‘Doing things she oughten’ – the long fall of Hazel Davidson 

Betty BeanOur Town Stories

It was 1978, and Hazel Davidson wasn’t feeling so good. She worked from home, so to speak, and was being hounded by the cops, whose increasingly frequent raids had gotten her evicted from one West Knoxville apartment complex after another – Westcliff, the Meadows, Sutter’s Mill.

Then, as now, such raids were complaint-driven. Neighbors were probably complaining about traffic, about noise and about the whores, a label Hazel never applied to herself, preferring the term “playgirl.”

She was management, a status she’d enjoyed since she took a trip to New Orleans years before with a friend named Betty, whose “date” left her a $20 bill at the end of an evening of fun, triggering in Hazel an a-ha moment that led her to suggest an arrangement that would change her life.

WORK INSTRUCTIONS:
a - Answer these from the Hazel Davidson story:
(i) In what year does the story open?
(ii) What term did Hazel prefer to use for herself?
(iii) To what city did Hazel take a trip with her friend Betty?
b - List the West Knoxville apartment complexes that the Hazel Davidson story names as places she was evicted from.

GIVEN ENTRIES:
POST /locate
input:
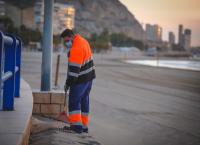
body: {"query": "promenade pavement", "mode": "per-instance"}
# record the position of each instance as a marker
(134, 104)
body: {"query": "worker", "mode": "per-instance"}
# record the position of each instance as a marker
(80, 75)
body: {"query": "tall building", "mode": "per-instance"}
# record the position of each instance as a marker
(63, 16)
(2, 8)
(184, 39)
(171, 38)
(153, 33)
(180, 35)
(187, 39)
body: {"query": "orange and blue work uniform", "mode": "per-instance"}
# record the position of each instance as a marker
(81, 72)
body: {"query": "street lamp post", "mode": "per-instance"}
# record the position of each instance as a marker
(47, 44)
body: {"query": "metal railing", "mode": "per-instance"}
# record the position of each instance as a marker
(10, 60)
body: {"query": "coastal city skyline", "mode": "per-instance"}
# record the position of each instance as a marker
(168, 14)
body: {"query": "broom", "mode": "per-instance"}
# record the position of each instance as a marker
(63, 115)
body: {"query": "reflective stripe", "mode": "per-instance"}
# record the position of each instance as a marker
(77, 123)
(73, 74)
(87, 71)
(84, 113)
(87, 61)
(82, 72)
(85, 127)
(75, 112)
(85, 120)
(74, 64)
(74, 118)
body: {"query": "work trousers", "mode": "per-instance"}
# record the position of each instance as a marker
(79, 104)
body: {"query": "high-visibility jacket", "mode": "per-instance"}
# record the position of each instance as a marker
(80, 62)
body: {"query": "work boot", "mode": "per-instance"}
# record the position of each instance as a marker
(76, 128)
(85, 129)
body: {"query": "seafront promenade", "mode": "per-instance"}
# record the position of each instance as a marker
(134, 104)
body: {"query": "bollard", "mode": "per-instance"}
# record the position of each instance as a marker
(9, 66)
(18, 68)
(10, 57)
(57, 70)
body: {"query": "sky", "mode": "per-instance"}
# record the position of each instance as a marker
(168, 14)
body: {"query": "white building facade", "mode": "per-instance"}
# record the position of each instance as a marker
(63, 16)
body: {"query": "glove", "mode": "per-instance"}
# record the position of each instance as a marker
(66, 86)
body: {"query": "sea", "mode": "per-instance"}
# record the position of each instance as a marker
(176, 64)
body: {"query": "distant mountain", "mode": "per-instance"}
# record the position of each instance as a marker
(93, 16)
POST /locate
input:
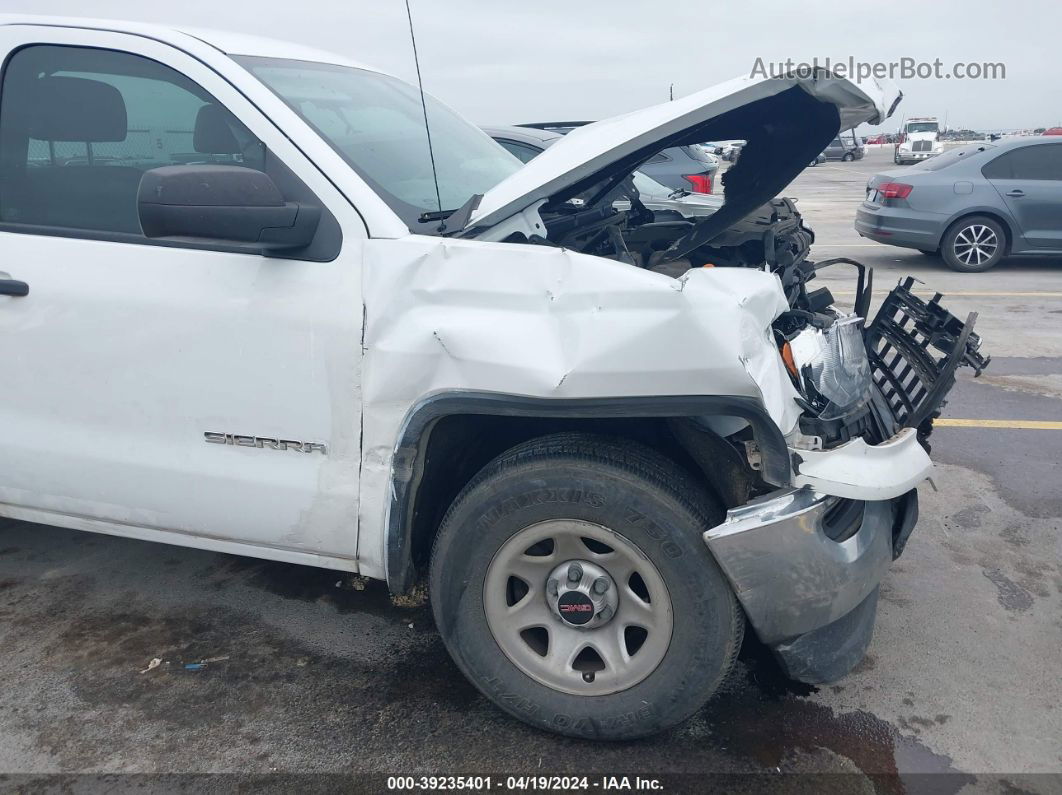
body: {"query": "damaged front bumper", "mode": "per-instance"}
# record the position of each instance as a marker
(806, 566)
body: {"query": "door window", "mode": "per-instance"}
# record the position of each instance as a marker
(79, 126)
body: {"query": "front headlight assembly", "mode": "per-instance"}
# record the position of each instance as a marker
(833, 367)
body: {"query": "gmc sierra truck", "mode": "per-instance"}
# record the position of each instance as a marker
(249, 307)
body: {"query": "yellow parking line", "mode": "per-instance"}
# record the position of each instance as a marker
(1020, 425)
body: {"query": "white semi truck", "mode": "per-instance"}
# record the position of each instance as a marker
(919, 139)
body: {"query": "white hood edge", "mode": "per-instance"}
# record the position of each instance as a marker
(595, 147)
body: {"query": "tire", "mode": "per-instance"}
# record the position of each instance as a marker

ANSWERS FOR THE TASKS:
a -
(i) 1978
(ii) "Playgirl"
(iii) New Orleans

b - Westcliff, the Meadows, Sutter's Mill